**Given problem:** In the race report below, who joined Galli on the podium in the first race at Vallelunga?

**Reading passage:**

In the third round at Imola Circuit, Berta secured pole position once again. He engaged in a close battle with Galli through the opening part of the race, until the latter went off track, ultimately retiring after his car became stuck. This incident enabled Berta to take the victory ahead of Zeller and Smialek, propelling him to the top of the championship standings. In the second race, Zeller started from pole position and successfully held off challenges from Galli and Berta through an early safety car period, a restart, and the remainder of the race. In the F2.0 class, Tanju and Sartori each claimed a win, allowing Tanju to maintain his championship lead unchanged.

Galli was back in front in qualifying at the series’ return to Vallelunga. The first race saw both Berta and Zeller jump the start, resulting in penalties that allowed Galli to take a dominant and uncontested victory. Smialek and Perego joined him on the podium. In the second race, an intense battle for the lead unfolded between Galli and Berta, with Galli successfully defending against repeated challenges to secure his second win of the weekend. Zeller finished third, having bided his time for any mistakes from the front runners. Galli left Vallelunga back in the championship lead, while the F2.0 Cup skipped the event, leaving its points standings unchanged.

[Image segmentation data]
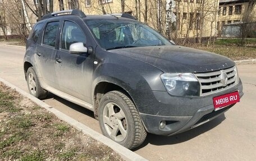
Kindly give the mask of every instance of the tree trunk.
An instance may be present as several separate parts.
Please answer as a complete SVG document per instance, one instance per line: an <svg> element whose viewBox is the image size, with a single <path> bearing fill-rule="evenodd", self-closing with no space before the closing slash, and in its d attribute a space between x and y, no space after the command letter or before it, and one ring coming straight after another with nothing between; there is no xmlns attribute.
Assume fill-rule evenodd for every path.
<svg viewBox="0 0 256 161"><path fill-rule="evenodd" d="M30 31L31 30L32 30L32 27L31 26L31 24L29 22L29 16L28 16L26 7L25 6L24 0L21 0L21 4L22 5L23 12L24 13L24 21L26 20L28 26L28 29L29 30L29 31Z"/></svg>
<svg viewBox="0 0 256 161"><path fill-rule="evenodd" d="M148 24L148 0L145 0L144 22Z"/></svg>
<svg viewBox="0 0 256 161"><path fill-rule="evenodd" d="M135 0L135 17L136 19L139 20L139 17L138 17L138 0Z"/></svg>
<svg viewBox="0 0 256 161"><path fill-rule="evenodd" d="M121 0L121 8L122 10L122 13L125 13L125 0Z"/></svg>
<svg viewBox="0 0 256 161"><path fill-rule="evenodd" d="M50 13L53 12L53 0L49 0L49 11Z"/></svg>

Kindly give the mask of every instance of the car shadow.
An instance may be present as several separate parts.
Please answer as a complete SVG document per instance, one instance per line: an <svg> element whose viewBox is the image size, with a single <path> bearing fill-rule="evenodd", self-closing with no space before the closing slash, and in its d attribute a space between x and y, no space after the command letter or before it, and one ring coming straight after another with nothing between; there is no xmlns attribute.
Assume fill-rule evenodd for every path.
<svg viewBox="0 0 256 161"><path fill-rule="evenodd" d="M185 142L214 128L225 119L226 117L223 113L217 118L200 126L171 136L148 134L145 141L139 147L134 149L132 151L136 151L147 146L148 144L154 145L173 145Z"/></svg>
<svg viewBox="0 0 256 161"><path fill-rule="evenodd" d="M93 112L83 107L66 100L65 99L62 99L50 93L48 93L45 99L54 99L61 103L69 107L70 108L95 119ZM140 146L132 149L132 150L134 151L136 151L147 146L149 144L155 145L173 145L187 141L214 128L225 119L226 117L225 114L223 113L216 118L209 121L208 122L207 122L206 123L204 123L200 126L171 136L161 136L152 134L148 134L148 136L147 136L145 141Z"/></svg>
<svg viewBox="0 0 256 161"><path fill-rule="evenodd" d="M74 104L71 102L66 100L66 99L64 99L57 95L56 95L54 94L48 92L48 93L47 94L47 96L44 100L51 99L54 99L60 102L60 103L63 104L64 105L68 106L68 107L73 109L74 110L75 110L77 112L79 112L80 113L81 113L84 114L85 114L88 116L89 116L89 117L95 119L94 114L93 111L89 110L81 106L80 106L79 105L77 105L76 104Z"/></svg>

**Expected answer:** Smialek and Perego.